— Direction 1 —
In the racecourse passage, start at the words "Getting your goat" and stop after "thought I’d stay.". Reproduce that stretch with "champagne" swapped for "cider".
— Direction 2 —
Rewrite the lines of the records as a JSON list of strings, one string per line, with blank lines left out. Start at the line of the records that contains "of the white" and continue through the end of the records.

[start of Source extract]

Getting your goat
England’s oldest racecourse is in Chester, a small city a few hours North of London. It’s surrounded by Roman walls. The grass is perfect. There is lots of champagne. And ladies in small feathered hats. And beer. The course is called the Grand Roodee. I’m not sure why, but it does sound grander than calling it a racecourse. I am actually here to attend a conference of the Linnean Society and The Society for the History of Natural History at the Chester Zoo. But the day after the conference ended was raceday and since I have been wanting to find out if the expression “to get your goat” is really about stealing the goat-companions of racehorses the night before they race (in order to make them so frazzled that they falter on the course), I thought I’d stay.

[end of Source extract]
[start of Supplied records]

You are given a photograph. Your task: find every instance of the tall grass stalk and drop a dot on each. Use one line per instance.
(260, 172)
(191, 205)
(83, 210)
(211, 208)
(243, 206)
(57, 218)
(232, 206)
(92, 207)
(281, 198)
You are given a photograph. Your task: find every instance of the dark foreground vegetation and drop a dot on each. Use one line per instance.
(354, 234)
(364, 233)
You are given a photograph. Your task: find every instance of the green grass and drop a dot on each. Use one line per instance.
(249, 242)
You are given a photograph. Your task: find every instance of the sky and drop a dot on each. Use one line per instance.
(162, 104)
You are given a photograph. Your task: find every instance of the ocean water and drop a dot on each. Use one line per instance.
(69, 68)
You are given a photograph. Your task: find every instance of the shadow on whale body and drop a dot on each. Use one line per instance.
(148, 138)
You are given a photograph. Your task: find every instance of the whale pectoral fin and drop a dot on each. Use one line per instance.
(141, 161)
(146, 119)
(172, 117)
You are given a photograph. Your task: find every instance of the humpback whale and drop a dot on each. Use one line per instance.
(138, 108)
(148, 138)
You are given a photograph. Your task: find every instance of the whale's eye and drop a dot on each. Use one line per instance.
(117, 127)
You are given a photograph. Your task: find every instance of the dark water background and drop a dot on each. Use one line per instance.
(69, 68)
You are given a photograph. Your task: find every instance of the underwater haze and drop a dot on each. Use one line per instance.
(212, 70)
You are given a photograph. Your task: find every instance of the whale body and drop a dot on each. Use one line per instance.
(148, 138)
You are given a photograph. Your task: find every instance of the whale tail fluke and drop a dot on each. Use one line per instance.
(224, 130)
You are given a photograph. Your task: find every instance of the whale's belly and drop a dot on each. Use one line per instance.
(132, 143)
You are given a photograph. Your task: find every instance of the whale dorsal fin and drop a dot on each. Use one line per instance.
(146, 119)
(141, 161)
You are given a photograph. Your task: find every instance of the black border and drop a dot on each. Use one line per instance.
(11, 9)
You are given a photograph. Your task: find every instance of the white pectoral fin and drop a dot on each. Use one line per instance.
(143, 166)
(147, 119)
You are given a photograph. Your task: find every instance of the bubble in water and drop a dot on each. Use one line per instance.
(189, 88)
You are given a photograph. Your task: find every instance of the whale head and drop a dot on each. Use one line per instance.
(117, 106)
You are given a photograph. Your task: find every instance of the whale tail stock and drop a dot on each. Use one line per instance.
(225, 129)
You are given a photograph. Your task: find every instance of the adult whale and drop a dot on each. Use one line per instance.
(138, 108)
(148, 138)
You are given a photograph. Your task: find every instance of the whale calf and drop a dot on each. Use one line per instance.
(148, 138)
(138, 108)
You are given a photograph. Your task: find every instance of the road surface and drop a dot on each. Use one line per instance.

[end of Supplied records]

— Exercise result 1 —
Getting your goat
England’s oldest racecourse is in Chester, a small city a few hours North of London. It’s surrounded by Roman walls. The grass is perfect. There is lots of cider. And ladies in small feathered hats. And beer. The course is called the Grand Roodee. I’m not sure why, but it does sound grander than calling it a racecourse. I am actually here to attend a conference of the Linnean Society and The Society for the History of Natural History at the Chester Zoo. But the day after the conference ended was raceday and since I have been wanting to find out if the expression “to get your goat” is really about stealing the goat-companions of racehorses the night before they race (in order to make them so frazzled that they falter on the course), I thought I’d stay.

— Exercise result 2 —
[
  "You are given a photograph. Your task: find every instance of the white pectoral fin and drop a dot on each. Use one line per instance.",
  "(143, 166)",
  "(147, 119)",
  "You are given a photograph. Your task: find every instance of the bubble in water and drop a dot on each. Use one line per instance.",
  "(189, 88)",
  "You are given a photograph. Your task: find every instance of the whale head and drop a dot on each. Use one line per instance.",
  "(117, 106)",
  "You are given a photograph. Your task: find every instance of the whale tail stock and drop a dot on each. Use one line per instance.",
  "(225, 129)",
  "You are given a photograph. Your task: find every instance of the adult whale and drop a dot on each. Use one line per instance.",
  "(138, 108)",
  "(148, 138)",
  "You are given a photograph. Your task: find every instance of the whale calf and drop a dot on each. Use one line per instance.",
  "(148, 138)",
  "(138, 108)",
  "You are given a photograph. Your task: find every instance of the road surface and drop a dot on each. Use one line per instance."
]